- Provided data -
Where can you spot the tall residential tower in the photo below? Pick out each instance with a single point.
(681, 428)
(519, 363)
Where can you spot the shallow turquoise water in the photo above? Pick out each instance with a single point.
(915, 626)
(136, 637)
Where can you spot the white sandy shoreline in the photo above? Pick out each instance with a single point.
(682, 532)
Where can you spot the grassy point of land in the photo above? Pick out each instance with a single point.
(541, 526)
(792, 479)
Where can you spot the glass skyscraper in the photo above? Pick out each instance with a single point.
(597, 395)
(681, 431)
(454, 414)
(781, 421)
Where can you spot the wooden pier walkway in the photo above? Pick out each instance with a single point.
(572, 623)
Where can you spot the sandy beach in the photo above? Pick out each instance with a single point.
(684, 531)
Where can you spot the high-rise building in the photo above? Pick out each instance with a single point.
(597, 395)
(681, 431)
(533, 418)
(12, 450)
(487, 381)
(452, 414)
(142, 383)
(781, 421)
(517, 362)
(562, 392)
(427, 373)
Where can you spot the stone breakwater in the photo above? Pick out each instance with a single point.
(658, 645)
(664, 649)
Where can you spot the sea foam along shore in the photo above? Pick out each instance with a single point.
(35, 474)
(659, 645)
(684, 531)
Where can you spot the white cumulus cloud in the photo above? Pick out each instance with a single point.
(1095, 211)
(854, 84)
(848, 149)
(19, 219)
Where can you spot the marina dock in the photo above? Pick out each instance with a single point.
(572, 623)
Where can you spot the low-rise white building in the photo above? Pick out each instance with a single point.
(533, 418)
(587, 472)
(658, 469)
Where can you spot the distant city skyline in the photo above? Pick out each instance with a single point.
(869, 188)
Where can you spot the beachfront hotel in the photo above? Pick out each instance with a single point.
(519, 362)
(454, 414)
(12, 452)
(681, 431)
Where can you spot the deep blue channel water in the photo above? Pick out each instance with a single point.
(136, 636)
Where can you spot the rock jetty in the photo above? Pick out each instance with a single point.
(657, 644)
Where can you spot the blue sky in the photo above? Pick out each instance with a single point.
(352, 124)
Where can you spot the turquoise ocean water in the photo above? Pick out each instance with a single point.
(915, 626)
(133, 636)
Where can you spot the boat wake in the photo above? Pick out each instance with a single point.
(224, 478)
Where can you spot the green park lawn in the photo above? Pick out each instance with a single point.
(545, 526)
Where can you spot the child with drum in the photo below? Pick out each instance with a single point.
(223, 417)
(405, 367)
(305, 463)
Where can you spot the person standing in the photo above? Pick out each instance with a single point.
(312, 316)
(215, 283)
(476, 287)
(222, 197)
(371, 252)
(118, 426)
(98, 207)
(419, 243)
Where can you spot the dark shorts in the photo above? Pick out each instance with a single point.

- What needs to be done -
Would you give again, word for word, every line from the one with "Where can you spot the turquoise" through the final line of the listing above?

- Response below -
Where can you spot the turquoise ocean water in the photo above? Pick out each instance with a single point.
(915, 626)
(133, 636)
Where can you spot the boat wake in the photo above? Pick out each instance with a single point.
(224, 478)
Where can you spot the green park lawn in the photo above? Pick out each instance with a single point.
(545, 526)
Where can you spot the child with drum in the photo below? Pick out each instance with a single point.
(223, 417)
(405, 367)
(305, 463)
Where can you spot the person standing in the photo above? Pick out each instance with a single point.
(312, 316)
(215, 283)
(476, 287)
(222, 197)
(371, 252)
(118, 426)
(98, 207)
(419, 243)
Where can you spot the dark shorts in the photo above? Pick out each instance with a single point.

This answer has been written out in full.